Top of THE INPUT

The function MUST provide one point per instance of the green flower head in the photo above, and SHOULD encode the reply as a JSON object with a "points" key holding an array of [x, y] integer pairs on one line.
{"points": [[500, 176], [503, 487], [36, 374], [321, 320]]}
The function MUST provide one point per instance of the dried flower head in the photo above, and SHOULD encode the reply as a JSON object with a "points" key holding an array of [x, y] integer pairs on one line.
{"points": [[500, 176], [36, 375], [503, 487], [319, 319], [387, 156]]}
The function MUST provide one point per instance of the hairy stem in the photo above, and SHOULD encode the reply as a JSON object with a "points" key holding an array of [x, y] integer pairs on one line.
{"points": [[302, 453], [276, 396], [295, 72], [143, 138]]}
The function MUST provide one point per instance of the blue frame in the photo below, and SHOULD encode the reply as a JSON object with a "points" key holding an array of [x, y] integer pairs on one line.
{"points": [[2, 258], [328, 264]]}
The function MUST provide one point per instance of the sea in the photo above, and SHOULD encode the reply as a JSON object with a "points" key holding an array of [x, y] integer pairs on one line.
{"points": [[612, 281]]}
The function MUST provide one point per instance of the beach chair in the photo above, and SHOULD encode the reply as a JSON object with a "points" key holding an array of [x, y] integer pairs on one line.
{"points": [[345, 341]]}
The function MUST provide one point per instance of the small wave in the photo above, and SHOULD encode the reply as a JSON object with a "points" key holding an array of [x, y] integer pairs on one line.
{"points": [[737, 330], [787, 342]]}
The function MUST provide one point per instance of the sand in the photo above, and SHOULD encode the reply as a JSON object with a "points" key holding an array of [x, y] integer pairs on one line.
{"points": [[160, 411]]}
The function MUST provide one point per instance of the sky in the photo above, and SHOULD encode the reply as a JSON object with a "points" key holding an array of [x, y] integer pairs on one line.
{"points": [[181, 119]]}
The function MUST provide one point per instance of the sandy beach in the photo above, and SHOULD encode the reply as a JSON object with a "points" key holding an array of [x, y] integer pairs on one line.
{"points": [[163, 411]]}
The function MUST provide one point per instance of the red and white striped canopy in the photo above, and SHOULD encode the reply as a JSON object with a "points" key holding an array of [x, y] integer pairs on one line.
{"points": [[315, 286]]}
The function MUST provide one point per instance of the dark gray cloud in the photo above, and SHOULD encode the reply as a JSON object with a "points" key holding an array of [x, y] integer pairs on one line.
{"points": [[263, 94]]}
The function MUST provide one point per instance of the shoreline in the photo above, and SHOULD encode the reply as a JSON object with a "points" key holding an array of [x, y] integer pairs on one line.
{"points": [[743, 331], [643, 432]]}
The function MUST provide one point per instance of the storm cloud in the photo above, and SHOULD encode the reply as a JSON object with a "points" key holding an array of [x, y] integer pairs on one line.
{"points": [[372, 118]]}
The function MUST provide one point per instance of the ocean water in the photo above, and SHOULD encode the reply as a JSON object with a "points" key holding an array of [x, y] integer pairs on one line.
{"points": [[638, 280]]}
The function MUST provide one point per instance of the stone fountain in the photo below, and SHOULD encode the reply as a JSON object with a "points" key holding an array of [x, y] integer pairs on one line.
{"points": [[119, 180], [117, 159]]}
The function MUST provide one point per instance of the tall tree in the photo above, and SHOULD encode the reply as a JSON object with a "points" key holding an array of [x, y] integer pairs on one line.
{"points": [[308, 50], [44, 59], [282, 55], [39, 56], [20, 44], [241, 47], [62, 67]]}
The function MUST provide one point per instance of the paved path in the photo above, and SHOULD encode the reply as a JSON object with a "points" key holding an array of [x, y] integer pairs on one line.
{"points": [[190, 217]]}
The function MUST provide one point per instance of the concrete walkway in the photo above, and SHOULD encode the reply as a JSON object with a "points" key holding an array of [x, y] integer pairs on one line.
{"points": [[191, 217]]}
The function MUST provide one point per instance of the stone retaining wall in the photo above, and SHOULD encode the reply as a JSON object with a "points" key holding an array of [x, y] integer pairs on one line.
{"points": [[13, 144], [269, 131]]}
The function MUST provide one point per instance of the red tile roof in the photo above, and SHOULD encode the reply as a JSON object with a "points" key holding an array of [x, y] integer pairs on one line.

Bottom of THE INPUT

▶ **WHAT YOU NEED TO DO**: Only the lines from the one with "the stone retaining" through the final line above belong in the answer, each reproduced word for word.

▶ **RESPONSE**:
The function MUST provide one point per instance of the stone retaining wall in the photo above, and SHOULD encode the reply as a JSON object with a "points" key holding an array of [x, y] integer pairs on one line.
{"points": [[13, 144], [269, 131]]}
The function MUST provide one point per instance of the red tile roof in the photo above, and SHOULD encode the reply as a JSON object with a "points" key holding an array of [x, y] integer pairs on one line.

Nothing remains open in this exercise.